** BEGIN Data entries **

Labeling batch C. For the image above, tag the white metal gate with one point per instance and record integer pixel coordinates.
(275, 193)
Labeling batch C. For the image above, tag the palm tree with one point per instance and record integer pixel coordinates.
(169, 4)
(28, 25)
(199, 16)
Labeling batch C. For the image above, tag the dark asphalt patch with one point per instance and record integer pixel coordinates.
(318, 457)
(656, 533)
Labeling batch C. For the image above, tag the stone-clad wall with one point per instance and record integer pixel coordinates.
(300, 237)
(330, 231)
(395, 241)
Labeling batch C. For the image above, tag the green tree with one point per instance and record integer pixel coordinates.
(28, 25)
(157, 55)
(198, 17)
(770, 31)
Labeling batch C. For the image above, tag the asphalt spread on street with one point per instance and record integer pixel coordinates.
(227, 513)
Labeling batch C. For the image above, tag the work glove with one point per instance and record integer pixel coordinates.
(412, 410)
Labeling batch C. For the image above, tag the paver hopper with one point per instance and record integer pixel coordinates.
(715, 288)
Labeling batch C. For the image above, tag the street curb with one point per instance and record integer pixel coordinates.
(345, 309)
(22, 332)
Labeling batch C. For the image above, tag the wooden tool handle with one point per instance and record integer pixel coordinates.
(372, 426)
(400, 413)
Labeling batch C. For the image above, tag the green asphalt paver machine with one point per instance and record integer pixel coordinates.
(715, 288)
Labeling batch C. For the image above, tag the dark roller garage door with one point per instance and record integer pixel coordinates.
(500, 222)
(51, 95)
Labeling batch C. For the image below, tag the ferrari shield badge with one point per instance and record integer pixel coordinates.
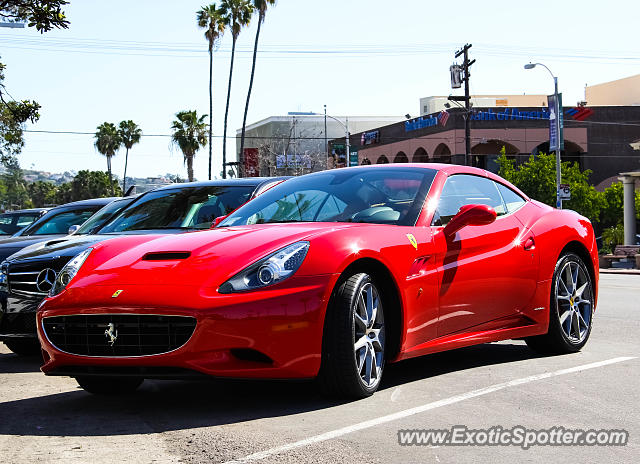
(413, 241)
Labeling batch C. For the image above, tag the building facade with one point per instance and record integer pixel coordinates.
(597, 138)
(298, 143)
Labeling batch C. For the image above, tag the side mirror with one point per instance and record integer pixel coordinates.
(218, 220)
(470, 215)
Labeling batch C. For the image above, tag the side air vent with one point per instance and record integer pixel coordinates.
(166, 256)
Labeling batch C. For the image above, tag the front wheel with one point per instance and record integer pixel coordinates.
(571, 308)
(354, 340)
(109, 385)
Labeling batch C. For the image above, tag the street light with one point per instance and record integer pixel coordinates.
(555, 93)
(346, 130)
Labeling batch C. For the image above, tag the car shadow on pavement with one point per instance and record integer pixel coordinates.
(12, 363)
(160, 406)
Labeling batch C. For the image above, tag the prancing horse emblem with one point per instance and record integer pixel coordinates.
(111, 333)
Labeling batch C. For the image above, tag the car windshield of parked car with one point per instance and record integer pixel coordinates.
(59, 222)
(179, 208)
(11, 223)
(101, 217)
(374, 195)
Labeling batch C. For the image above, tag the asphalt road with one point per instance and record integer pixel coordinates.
(49, 419)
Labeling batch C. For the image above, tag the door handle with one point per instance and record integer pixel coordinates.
(529, 244)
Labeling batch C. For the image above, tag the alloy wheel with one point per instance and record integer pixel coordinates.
(369, 335)
(574, 297)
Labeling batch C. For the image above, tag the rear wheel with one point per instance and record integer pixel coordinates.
(109, 385)
(354, 339)
(571, 308)
(24, 347)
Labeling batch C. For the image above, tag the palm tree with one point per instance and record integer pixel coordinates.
(210, 17)
(189, 134)
(130, 134)
(261, 7)
(237, 14)
(107, 143)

** END Data entries **

*Given exercise*: Copy the stretch of the material from the line containing "Labeling batch C. For the image above, tag the alloy" through the end of the material, word for word.

*Solved exercise*:
Labeling batch C. For the image above, tag the alloy wheel with one point per instance and record integer pixel coordinates.
(369, 335)
(574, 297)
Labeling batch C. For the image above, tag the rear wheel with one point per instance and record integer pixel coordinates.
(109, 385)
(354, 339)
(571, 308)
(24, 347)
Labeling batch C. For the image above, tag the palm tree with one point per instance and record integer pixel coordinates.
(210, 17)
(189, 134)
(130, 134)
(261, 7)
(237, 14)
(107, 143)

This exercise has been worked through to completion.